- DIRECTIONS
Repeat each record exactly as written, and drop any images.

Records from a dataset
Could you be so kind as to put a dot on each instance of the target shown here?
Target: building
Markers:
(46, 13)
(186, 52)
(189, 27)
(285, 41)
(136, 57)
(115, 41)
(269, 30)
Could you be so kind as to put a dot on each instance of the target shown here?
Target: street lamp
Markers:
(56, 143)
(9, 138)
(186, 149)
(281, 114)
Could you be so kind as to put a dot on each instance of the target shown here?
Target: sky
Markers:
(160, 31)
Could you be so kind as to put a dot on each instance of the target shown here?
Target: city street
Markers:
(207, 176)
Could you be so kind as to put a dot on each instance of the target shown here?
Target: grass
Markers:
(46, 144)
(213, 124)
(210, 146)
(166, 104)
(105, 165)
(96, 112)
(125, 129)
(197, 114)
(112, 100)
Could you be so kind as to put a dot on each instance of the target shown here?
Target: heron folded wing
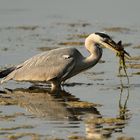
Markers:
(43, 68)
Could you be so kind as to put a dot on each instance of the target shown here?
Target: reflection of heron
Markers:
(40, 102)
(60, 64)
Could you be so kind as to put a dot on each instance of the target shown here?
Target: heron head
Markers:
(106, 41)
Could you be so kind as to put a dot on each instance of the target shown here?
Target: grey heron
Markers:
(58, 65)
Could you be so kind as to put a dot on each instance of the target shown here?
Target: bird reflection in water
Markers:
(42, 102)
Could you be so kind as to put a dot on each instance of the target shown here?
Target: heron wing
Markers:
(57, 63)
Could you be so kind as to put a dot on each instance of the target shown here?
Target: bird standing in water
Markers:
(60, 64)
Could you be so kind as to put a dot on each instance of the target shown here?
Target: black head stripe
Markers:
(103, 35)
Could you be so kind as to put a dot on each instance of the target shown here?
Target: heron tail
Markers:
(4, 73)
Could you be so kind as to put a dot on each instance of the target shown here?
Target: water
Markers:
(27, 27)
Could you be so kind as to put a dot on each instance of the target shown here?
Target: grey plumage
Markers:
(60, 64)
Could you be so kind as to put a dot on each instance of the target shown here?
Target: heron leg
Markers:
(55, 85)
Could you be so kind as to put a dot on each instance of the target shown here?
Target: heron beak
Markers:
(116, 47)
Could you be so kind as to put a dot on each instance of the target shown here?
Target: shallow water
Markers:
(29, 27)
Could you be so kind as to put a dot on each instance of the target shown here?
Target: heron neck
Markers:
(95, 55)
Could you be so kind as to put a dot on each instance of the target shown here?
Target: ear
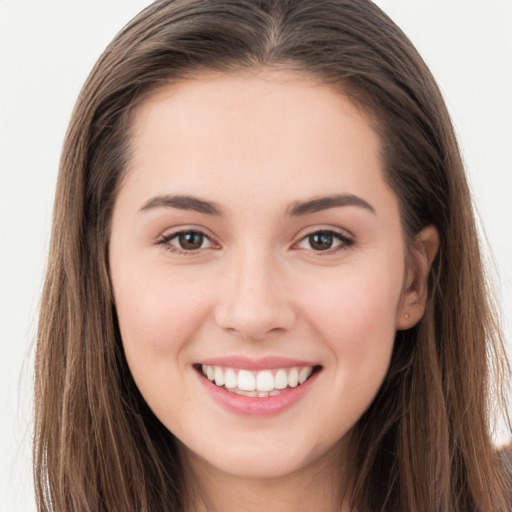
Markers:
(422, 252)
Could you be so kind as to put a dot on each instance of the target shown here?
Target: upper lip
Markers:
(263, 363)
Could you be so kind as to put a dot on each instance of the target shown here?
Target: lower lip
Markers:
(254, 406)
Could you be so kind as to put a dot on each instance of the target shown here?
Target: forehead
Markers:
(248, 134)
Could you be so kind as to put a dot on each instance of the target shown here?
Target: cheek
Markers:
(156, 314)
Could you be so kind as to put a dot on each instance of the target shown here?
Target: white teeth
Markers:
(262, 384)
(293, 378)
(246, 381)
(265, 381)
(230, 379)
(281, 380)
(219, 376)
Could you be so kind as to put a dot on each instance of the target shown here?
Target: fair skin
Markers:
(250, 276)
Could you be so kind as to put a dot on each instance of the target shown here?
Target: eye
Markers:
(187, 241)
(325, 241)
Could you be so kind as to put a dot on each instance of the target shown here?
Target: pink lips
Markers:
(254, 406)
(264, 363)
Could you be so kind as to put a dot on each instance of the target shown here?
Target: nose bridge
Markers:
(255, 299)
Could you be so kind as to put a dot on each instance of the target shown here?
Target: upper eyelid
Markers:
(299, 237)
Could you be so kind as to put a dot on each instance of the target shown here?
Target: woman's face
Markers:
(255, 239)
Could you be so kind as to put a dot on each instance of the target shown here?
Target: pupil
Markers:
(191, 240)
(321, 241)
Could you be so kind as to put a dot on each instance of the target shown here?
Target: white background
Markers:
(46, 51)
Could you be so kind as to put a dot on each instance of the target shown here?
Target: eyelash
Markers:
(345, 242)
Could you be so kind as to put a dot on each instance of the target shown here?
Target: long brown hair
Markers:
(424, 444)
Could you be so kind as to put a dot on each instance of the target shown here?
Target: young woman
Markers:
(265, 290)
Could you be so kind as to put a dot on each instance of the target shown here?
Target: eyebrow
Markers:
(296, 209)
(182, 202)
(300, 208)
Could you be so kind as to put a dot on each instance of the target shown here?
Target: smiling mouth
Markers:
(263, 383)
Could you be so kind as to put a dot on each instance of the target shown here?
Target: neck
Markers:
(318, 486)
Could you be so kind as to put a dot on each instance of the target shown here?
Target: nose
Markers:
(254, 299)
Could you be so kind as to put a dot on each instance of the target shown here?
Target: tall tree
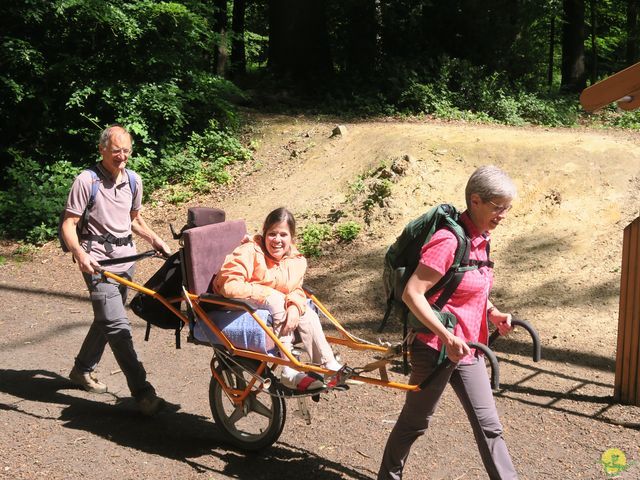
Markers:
(573, 65)
(299, 40)
(361, 37)
(633, 38)
(552, 47)
(238, 51)
(221, 28)
(593, 7)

- SOLUTION BELOW
Could you be so kind as to put a dot on each instance of the target shown here?
Target: building
Markers:
(46, 13)
(186, 52)
(189, 27)
(285, 41)
(136, 57)
(115, 41)
(269, 30)
Could you be so kind as to put a dot on each instance of the target shown here?
Target: street lamp
Markers:
(56, 143)
(9, 138)
(186, 149)
(281, 114)
Could you be so kind as to put a dot on each instance of the target shown here?
Target: sky
Markers:
(160, 31)
Could you be so kind as to put a dot on each instance of the target shown here?
Target: city street
Markers:
(207, 176)
Could you be so kind as to put a dot on each instance of the target shown here?
Target: grass
Markers:
(46, 144)
(213, 124)
(210, 146)
(166, 104)
(105, 165)
(96, 112)
(125, 129)
(197, 114)
(112, 100)
Could you be so kind as to put a dot on each instance of the target shown here?
Target: heron folded wing
Markers:
(43, 68)
Could you be so kind as to put a dot on each instance of the target shown here?
Target: reflection of heron
Markers:
(40, 102)
(60, 64)
Could you be so kind as to put a dot on each instance of the target shown here?
Target: heron head
Markers:
(106, 41)
Could you be so kind as to put a dot on each instance of the target shown here?
Target: grey heron
Markers:
(58, 65)
Could you be so kind as to put a dot on each instance of the target shown here?
Target: bird reflection in water
Markers:
(42, 102)
Could you be so kind as to put a dot on each instance of the target shown here?
Target: heron wing
Markers:
(57, 63)
Could you be so kind as to put a dot on each instance of the target shown here?
Target: bird standing in water
Markers:
(60, 64)
Could you be so kind as to put a dot on each instance of the target shown here?
Target: black head stripe
Markers:
(103, 35)
Could you be so kind as to put a dot on each instance of the target shown here?
Target: heron tail
Markers:
(4, 73)
Could you be so kind as to put a dot on each instance of the target shown here?
Target: water
Markers:
(27, 27)
Could you be so kind as to put a dot on each instance of the target shown here?
Target: grey plumage
Markers:
(60, 64)
Could you be so kind as to put a dot on each instance of the target shown here?
Target: heron leg
Markers:
(55, 85)
Could you be so kind as to put a dot on each instance of the target shown here?
Target: heron beak
Markers:
(116, 47)
Could you be so kind as to put a dot on each instance of the target shown here?
Target: shallow water
Markers:
(29, 27)
Could you be so kind as to put a dot on each instance of the target shown here?
Target: heron neck
Markers:
(95, 55)
Could you be so kind as to put a dot on each instance of the target shown here?
Target: ear
Markers:
(422, 252)
Could you be so kind as to put a dot on each instance of the target shown here?
Target: upper lip
Markers:
(263, 363)
Could you be so kind as to put a dot on each instance of the target shown here?
Target: lower lip
Markers:
(254, 406)
Could you be so kind as to put a dot on each instance of the target shown here?
Target: forehead
Markers:
(248, 134)
Could you be so kind as to put a dot on each instance of the target shown here?
Target: cheek
Markers:
(156, 314)
Could you be so kind as to put a dot on each instance of the target shown here?
Target: white teeth
Markers:
(262, 384)
(293, 378)
(246, 381)
(265, 381)
(230, 379)
(281, 380)
(219, 376)
Could you be so kind as to put a dot on each instance of the target shown here?
Target: fair skin
Markers:
(250, 276)
Could you be so kind as to put a dot on each instance of the target shown here?
Target: eye
Markers:
(187, 241)
(325, 241)
Could you be so kind as to put a dot on each instance of the target shown here?
Target: pink lips
Markers:
(254, 406)
(264, 363)
Could you be so kind as to put a dot on each instance of the target shown here?
Target: nose bridge
Markers:
(255, 299)
Could you be so kind as to put a dot on each instance of the target shown here?
Target: upper eyelid
Markers:
(299, 237)
Could you be so kind as to put a dot on each instance of the target shown here?
Target: woman's face
Markers:
(255, 239)
Could you be so kind as to put a dot on each instance of the target shown here?
Target: pupil
Markers:
(191, 240)
(321, 241)
Could you be so kind as to put a dot on each instance of the target shown here?
Target: white background
Markers:
(46, 51)
Could you be so kind as to put a dot on each instance of the target shown here?
Target: eyelash
Markers:
(345, 242)
Could you be so kind as to put a dot on each instance of the target shown here?
Target: long brown hair
Markers:
(424, 444)
Could you be so kind as to put a dot on each instance of the target shown here?
Target: young woman
Markers:
(265, 290)
Could you be so kind as to put a dot on each instance of the target shown here?
Target: eyebrow
Markers:
(296, 209)
(182, 202)
(300, 208)
Could you be so kind as to put a dot on each instance of the target shown here?
Target: smiling mouth
Markers:
(263, 383)
Could you be so kind as to put a dot on each instance of the target shown here?
Target: neck
Markers:
(318, 486)
Could you be so kind as to put a dot on each instance of the target shown here?
Target: nose
Markers:
(254, 299)
Could you be so kind as to put a dot on each instance of the target shown here?
Target: tall tree
Markers:
(573, 65)
(299, 40)
(361, 37)
(633, 38)
(552, 47)
(238, 51)
(221, 28)
(593, 7)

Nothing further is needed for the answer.